#### About this exercise:
The entries shown below are to be printed in full, unaltered.
══════════
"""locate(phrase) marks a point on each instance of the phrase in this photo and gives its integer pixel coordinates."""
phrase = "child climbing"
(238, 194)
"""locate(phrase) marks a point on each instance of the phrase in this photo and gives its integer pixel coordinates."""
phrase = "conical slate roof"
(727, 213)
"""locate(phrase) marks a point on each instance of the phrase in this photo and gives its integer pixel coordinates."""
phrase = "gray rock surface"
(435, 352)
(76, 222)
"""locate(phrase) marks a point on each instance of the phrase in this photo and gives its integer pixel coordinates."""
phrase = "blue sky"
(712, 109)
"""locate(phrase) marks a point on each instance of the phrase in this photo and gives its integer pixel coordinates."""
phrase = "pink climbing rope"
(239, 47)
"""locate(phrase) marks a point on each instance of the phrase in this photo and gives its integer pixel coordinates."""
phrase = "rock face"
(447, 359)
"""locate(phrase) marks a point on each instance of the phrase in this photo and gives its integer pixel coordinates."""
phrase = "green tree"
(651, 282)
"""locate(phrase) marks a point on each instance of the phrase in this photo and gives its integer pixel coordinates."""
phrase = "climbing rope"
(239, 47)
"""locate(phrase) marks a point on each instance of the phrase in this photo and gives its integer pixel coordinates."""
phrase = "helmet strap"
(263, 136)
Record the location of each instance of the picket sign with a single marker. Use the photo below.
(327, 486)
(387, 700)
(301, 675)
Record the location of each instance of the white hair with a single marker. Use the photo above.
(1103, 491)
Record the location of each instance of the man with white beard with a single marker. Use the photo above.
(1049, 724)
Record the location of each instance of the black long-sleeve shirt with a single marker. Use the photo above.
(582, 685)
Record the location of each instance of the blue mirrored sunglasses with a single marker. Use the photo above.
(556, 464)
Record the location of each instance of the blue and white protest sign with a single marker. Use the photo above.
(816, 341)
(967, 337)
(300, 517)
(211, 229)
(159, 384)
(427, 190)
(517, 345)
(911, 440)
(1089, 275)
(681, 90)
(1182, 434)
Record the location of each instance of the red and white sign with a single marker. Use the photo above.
══════════
#### Result of the exercise:
"""locate(phrase) marks a point on each instance of the phrase in this photo and gives its integer pixel coordinates."""
phrase = "child climbing"
(238, 194)
"""locate(phrase) marks a point on each instance of the phrase in this photo and gives its integer pixel coordinates."""
phrase = "conical slate roof"
(727, 213)
"""locate(phrase) marks a point on each instance of the phrase in this photo and gives its integer pixel coordinates."""
phrase = "gray rock surface"
(435, 352)
(76, 222)
"""locate(phrase) marks a point on each instance of the phrase in this photo and gives its integer pixel coordinates."""
phrase = "blue sky"
(712, 109)
"""locate(phrase) marks a point on each instance of the phrase in this photo and gives its integer pixel coordinates."""
phrase = "pink climbing rope"
(239, 47)
"""locate(phrase) marks a point on each instance of the phrase in this photo and gives its integer pixel coordinates."""
phrase = "rock face"
(447, 359)
"""locate(phrase) marks a point on each instance of the phrase in this photo and gives its integer pixel coordinates."""
phrase = "green tree"
(651, 282)
"""locate(phrase) marks a point on each instance of the phrase in this photo and gives its integer pixel coordinates."""
phrase = "climbing rope"
(239, 47)
"""locate(phrase) marks a point on each instance of the phrase in this photo and gives its integer pixel coordinates."""
phrase = "helmet strap"
(263, 136)
Record the location of each instance of the picket sign with a single marker. Use the photo below.
(327, 486)
(387, 700)
(301, 675)
Record the location of each instance of the white hair with a single marker. Use the photo above.
(1103, 491)
Record the location of each instance of the man with white beard with a single marker. Use the photo above.
(1049, 724)
Record the location of each instance of the black long-sleeve shirt with a single marker. Use the photo above.
(582, 685)
Record the location of each instance of the blue mirrored sunglasses with a single marker. Use the photo above.
(556, 464)
Record the location of each instance of the blue and white protest sign with a single marker. Use the photo above.
(816, 341)
(967, 337)
(300, 517)
(211, 229)
(159, 384)
(427, 190)
(517, 345)
(911, 440)
(1089, 275)
(681, 90)
(1182, 434)
Record the location of each instance of the red and white sign with a single marker. Use the photo above.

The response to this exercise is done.